• [Exercise brief]: Take the data below. Output it exactly from its first line through the line containing "Reply as a list".

(Collected data)
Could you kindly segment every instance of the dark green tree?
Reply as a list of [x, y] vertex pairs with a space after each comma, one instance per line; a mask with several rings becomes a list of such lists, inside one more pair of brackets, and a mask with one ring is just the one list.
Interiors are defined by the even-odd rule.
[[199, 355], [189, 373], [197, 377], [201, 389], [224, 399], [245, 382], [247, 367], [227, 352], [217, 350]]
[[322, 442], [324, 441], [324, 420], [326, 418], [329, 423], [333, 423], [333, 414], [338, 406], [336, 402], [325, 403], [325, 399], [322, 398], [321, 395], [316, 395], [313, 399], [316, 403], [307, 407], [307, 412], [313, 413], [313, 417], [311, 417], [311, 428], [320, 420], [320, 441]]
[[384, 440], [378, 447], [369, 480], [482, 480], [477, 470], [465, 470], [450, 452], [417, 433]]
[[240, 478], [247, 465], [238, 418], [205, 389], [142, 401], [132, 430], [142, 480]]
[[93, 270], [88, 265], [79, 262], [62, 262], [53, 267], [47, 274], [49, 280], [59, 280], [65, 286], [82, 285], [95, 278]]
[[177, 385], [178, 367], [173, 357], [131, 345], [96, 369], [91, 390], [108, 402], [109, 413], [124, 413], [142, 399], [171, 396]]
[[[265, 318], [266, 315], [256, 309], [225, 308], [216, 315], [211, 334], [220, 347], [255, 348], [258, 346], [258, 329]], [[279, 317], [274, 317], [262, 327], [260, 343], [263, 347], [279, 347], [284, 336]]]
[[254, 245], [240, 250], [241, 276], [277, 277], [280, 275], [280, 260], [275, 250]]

• [Task output]:
Could you kindly segment every instance of the dark green tree?
Reply as a list of [x, y] vertex pairs with a space after each comma, one instance per line; a mask with several rings becomes a list of such lists, inside one more pair of brackets, and a mask with one ring is just the one list.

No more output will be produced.